### SHORT PROBLEM
Extract every line of the items below that contains the string "hive", treating uppercase and lowercase as different.

..........

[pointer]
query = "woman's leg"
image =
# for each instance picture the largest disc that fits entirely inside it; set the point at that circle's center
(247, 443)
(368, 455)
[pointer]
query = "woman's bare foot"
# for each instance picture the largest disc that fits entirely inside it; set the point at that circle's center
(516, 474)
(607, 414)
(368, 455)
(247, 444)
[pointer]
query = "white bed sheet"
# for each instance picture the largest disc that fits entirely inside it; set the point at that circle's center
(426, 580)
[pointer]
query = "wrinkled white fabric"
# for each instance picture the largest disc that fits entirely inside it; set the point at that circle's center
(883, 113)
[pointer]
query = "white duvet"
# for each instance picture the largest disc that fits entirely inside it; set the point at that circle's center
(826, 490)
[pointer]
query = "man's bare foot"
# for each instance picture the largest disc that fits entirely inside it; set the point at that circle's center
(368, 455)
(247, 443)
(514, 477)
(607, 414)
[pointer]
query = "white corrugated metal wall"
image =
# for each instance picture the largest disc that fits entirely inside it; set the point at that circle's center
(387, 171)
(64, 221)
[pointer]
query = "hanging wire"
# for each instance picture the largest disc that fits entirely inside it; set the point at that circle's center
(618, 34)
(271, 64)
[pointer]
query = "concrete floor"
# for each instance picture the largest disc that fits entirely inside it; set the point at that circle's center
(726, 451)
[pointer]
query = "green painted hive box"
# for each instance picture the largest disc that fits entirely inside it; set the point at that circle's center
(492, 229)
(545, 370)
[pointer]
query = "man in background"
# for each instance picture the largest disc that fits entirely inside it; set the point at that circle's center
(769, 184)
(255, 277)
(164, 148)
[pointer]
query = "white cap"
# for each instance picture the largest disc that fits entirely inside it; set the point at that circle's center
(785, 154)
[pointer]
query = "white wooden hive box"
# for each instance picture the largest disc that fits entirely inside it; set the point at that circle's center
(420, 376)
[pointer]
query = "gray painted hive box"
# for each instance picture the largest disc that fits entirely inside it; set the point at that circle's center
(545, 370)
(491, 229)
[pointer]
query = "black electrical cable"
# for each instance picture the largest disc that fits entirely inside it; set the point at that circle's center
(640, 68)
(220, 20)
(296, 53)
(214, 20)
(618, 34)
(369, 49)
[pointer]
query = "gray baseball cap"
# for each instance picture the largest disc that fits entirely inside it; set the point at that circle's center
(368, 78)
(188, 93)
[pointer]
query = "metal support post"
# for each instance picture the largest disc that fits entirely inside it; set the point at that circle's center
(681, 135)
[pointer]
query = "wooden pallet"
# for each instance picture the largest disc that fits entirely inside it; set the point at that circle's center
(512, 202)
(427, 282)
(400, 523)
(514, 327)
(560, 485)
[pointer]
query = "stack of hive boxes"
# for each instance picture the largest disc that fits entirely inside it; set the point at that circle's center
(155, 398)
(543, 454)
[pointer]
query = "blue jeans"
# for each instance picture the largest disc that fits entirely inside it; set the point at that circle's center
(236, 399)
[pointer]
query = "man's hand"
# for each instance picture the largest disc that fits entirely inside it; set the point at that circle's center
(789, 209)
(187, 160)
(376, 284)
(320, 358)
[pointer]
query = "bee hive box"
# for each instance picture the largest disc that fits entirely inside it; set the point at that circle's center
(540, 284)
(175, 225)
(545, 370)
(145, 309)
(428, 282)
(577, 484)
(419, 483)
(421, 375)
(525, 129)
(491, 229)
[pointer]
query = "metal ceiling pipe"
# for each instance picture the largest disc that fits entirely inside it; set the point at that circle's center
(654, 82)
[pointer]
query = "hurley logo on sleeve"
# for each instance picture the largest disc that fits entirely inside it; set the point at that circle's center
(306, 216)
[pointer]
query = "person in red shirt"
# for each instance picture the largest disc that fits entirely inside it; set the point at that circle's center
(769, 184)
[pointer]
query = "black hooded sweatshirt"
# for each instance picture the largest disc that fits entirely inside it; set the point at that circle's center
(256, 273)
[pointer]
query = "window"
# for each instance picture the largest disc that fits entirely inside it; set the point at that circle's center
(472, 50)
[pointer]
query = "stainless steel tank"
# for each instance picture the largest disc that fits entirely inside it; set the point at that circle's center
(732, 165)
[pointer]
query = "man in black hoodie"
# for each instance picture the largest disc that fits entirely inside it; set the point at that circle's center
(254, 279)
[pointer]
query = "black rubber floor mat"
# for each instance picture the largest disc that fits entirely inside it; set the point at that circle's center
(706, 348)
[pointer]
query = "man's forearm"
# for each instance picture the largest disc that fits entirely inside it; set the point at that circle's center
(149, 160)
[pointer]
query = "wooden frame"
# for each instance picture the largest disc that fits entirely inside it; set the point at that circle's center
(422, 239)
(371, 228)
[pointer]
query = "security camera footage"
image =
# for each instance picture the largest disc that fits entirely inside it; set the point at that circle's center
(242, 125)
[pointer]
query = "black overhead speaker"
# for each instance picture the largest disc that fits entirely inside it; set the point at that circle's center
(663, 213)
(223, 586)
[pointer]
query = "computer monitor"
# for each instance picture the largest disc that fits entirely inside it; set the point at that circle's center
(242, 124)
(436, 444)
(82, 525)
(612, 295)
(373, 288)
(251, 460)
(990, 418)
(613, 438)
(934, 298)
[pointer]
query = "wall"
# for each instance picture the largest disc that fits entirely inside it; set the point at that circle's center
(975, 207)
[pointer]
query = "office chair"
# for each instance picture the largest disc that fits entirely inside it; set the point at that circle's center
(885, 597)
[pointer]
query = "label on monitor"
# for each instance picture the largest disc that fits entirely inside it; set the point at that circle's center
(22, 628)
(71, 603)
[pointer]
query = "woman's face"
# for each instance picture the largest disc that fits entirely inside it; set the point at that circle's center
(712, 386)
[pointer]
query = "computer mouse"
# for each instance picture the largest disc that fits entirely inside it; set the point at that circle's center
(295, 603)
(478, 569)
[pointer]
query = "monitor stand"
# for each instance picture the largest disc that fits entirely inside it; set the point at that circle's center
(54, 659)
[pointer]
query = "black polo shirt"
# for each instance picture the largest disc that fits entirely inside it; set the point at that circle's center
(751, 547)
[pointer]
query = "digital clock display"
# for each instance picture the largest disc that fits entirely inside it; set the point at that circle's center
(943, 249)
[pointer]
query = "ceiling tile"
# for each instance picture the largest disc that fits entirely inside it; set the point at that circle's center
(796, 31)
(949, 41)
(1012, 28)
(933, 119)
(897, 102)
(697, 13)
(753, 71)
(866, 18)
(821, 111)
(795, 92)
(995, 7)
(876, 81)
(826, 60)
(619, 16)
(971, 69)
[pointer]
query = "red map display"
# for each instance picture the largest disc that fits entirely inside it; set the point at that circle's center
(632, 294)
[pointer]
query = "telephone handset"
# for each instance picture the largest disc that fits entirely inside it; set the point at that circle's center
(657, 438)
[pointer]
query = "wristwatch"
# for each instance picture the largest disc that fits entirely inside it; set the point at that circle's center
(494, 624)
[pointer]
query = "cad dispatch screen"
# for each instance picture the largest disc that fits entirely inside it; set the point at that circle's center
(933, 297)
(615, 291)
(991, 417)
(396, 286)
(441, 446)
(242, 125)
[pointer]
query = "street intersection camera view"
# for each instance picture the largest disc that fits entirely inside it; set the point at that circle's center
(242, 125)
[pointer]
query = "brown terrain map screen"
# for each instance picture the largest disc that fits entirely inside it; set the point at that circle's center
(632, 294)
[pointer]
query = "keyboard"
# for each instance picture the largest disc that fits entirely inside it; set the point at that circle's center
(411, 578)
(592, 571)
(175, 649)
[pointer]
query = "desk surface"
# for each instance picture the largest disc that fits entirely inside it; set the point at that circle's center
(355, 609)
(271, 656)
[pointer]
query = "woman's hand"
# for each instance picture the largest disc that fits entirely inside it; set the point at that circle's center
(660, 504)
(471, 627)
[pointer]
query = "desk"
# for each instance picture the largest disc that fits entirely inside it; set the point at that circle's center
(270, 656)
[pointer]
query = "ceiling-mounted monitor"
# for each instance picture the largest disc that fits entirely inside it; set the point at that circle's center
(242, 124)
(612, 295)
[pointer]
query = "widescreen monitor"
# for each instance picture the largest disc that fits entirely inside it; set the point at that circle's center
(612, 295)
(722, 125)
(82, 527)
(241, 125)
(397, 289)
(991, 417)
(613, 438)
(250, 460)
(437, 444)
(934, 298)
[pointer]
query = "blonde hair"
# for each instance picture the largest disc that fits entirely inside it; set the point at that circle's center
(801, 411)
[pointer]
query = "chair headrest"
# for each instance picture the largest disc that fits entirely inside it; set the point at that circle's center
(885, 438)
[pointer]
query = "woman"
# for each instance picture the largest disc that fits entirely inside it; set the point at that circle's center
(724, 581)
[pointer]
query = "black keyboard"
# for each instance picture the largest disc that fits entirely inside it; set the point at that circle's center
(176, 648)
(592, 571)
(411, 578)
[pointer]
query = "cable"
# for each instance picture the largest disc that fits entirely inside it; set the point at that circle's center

..........

### OUTPUT FOR THIS EXERCISE
query = "green painted hive box"
query = "white wooden hive box"
query = "gray painted hive box"
query = "stack of hive boxes"
query = "bee hive box"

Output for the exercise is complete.